Rewrite the items from the start through the line containing "M 235 94 L 236", swapping "carved stone dormer" for "carved stone window" and leaving everything else untouched. Omit the pictures from your answer.

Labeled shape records
* * *

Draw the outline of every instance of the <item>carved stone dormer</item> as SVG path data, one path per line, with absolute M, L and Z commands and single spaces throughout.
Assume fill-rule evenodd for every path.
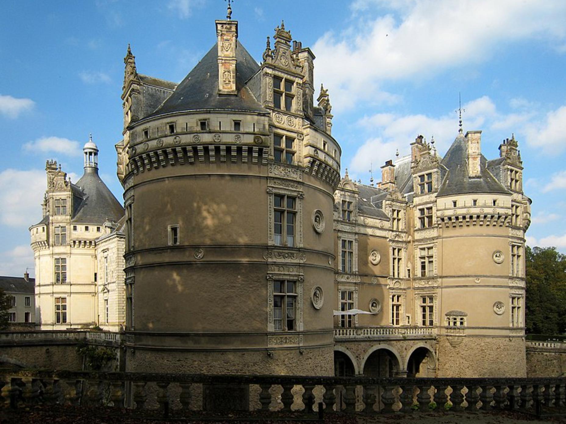
M 323 128 L 327 134 L 331 135 L 332 133 L 332 118 L 334 115 L 331 113 L 332 111 L 332 105 L 330 104 L 330 96 L 328 96 L 328 89 L 325 89 L 324 86 L 320 84 L 320 94 L 319 94 L 318 106 L 323 111 L 323 116 L 324 120 L 324 128 Z
M 235 94 L 236 41 L 238 21 L 217 20 L 218 37 L 218 92 L 220 94 Z

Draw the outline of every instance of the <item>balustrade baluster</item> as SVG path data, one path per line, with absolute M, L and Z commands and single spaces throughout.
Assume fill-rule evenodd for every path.
M 344 386 L 346 393 L 344 394 L 344 411 L 349 413 L 355 412 L 355 385 L 347 384 Z
M 327 412 L 331 412 L 334 409 L 334 404 L 336 403 L 336 395 L 334 392 L 336 386 L 334 384 L 324 384 L 324 394 L 322 400 Z
M 521 408 L 524 409 L 528 409 L 531 407 L 531 400 L 533 397 L 531 395 L 531 386 L 529 384 L 523 384 L 521 386 Z
M 374 384 L 364 384 L 363 386 L 363 412 L 366 413 L 373 413 L 374 412 L 374 406 L 375 405 L 375 400 L 377 396 L 375 396 L 375 390 L 377 386 Z
M 401 412 L 409 413 L 413 412 L 413 386 L 405 385 L 401 386 L 399 400 L 401 401 Z
M 381 402 L 383 403 L 383 412 L 389 413 L 393 412 L 393 405 L 395 403 L 395 395 L 393 394 L 393 390 L 395 390 L 395 386 L 385 386 L 383 388 L 383 393 L 381 393 Z
M 161 410 L 166 414 L 169 407 L 169 383 L 168 382 L 159 382 L 157 383 L 159 387 L 159 393 L 157 393 L 157 403 L 159 404 Z
M 482 401 L 482 409 L 489 410 L 491 409 L 491 401 L 493 400 L 493 395 L 491 394 L 491 386 L 482 386 L 482 392 L 479 393 L 479 400 Z
M 88 381 L 88 390 L 87 391 L 87 397 L 88 403 L 93 406 L 100 404 L 102 399 L 102 382 L 101 380 L 90 380 Z
M 542 392 L 542 397 L 544 400 L 544 406 L 547 408 L 552 408 L 554 403 L 554 393 L 552 390 L 554 389 L 554 384 L 544 384 L 544 391 Z
M 508 408 L 513 410 L 518 407 L 518 404 L 521 402 L 521 397 L 519 395 L 519 388 L 520 386 L 514 384 L 509 386 L 509 392 L 507 393 L 507 400 L 509 401 Z
M 315 385 L 303 384 L 303 388 L 305 389 L 305 392 L 303 393 L 303 404 L 305 405 L 304 410 L 305 412 L 312 412 L 314 410 L 312 407 L 315 404 L 315 395 L 312 393 L 312 391 L 314 390 Z M 269 393 L 269 389 L 268 389 L 268 393 Z M 269 399 L 271 401 L 271 396 Z M 267 406 L 269 408 L 269 404 L 268 404 Z M 263 409 L 263 406 L 261 409 Z
M 269 393 L 271 384 L 263 383 L 259 385 L 259 387 L 261 389 L 259 393 L 259 403 L 261 404 L 261 410 L 268 411 L 269 405 L 271 404 L 271 393 Z
M 503 409 L 505 406 L 506 395 L 505 394 L 505 386 L 494 386 L 495 393 L 494 393 L 494 400 L 495 401 L 495 408 Z
M 466 401 L 468 402 L 468 406 L 466 410 L 475 411 L 478 409 L 478 401 L 479 400 L 479 395 L 478 394 L 477 386 L 470 386 L 468 387 L 468 393 L 466 393 Z
M 33 405 L 37 401 L 40 394 L 40 380 L 37 378 L 24 377 L 22 379 L 24 384 L 22 390 L 22 397 L 26 405 Z
M 419 388 L 419 394 L 417 395 L 417 401 L 419 403 L 419 410 L 421 411 L 428 410 L 428 405 L 430 404 L 430 393 L 428 391 L 430 390 L 430 386 L 418 386 Z
M 145 392 L 144 381 L 134 382 L 134 401 L 136 403 L 136 409 L 143 409 L 145 401 L 147 400 L 147 394 Z
M 293 384 L 281 384 L 283 388 L 283 393 L 281 393 L 281 403 L 283 404 L 283 410 L 291 410 L 291 405 L 293 405 L 293 396 L 291 393 L 293 389 Z
M 67 405 L 76 406 L 79 404 L 80 397 L 80 380 L 66 379 L 65 383 L 68 386 L 67 393 L 65 395 L 65 400 Z
M 436 389 L 434 393 L 434 402 L 436 404 L 436 410 L 444 412 L 444 406 L 448 400 L 448 396 L 446 395 L 446 389 L 448 388 L 448 386 L 438 386 L 435 388 Z
M 188 411 L 191 404 L 191 386 L 190 383 L 179 383 L 181 394 L 179 395 L 179 401 L 181 403 L 183 410 Z
M 124 382 L 113 381 L 110 383 L 110 400 L 115 408 L 124 407 Z
M 450 393 L 450 403 L 452 404 L 452 407 L 450 410 L 454 412 L 461 412 L 464 410 L 464 408 L 462 406 L 464 398 L 464 393 L 462 393 L 464 386 L 454 384 L 451 387 L 452 392 Z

* * *

Solution:
Draw the outline of every instance of the <item>carved stone window</item> as SVG path data, one path per line, with absolute M, L and Z commands and single spaces throughout.
Assume fill-rule evenodd for every path.
M 323 128 L 327 134 L 331 135 L 332 133 L 332 118 L 334 115 L 331 113 L 332 111 L 332 105 L 330 104 L 330 96 L 328 96 L 328 89 L 325 89 L 324 86 L 320 84 L 320 94 L 319 94 L 318 106 L 323 111 L 323 116 L 324 120 L 324 128 Z
M 235 94 L 236 41 L 238 21 L 217 20 L 218 37 L 218 92 L 220 94 Z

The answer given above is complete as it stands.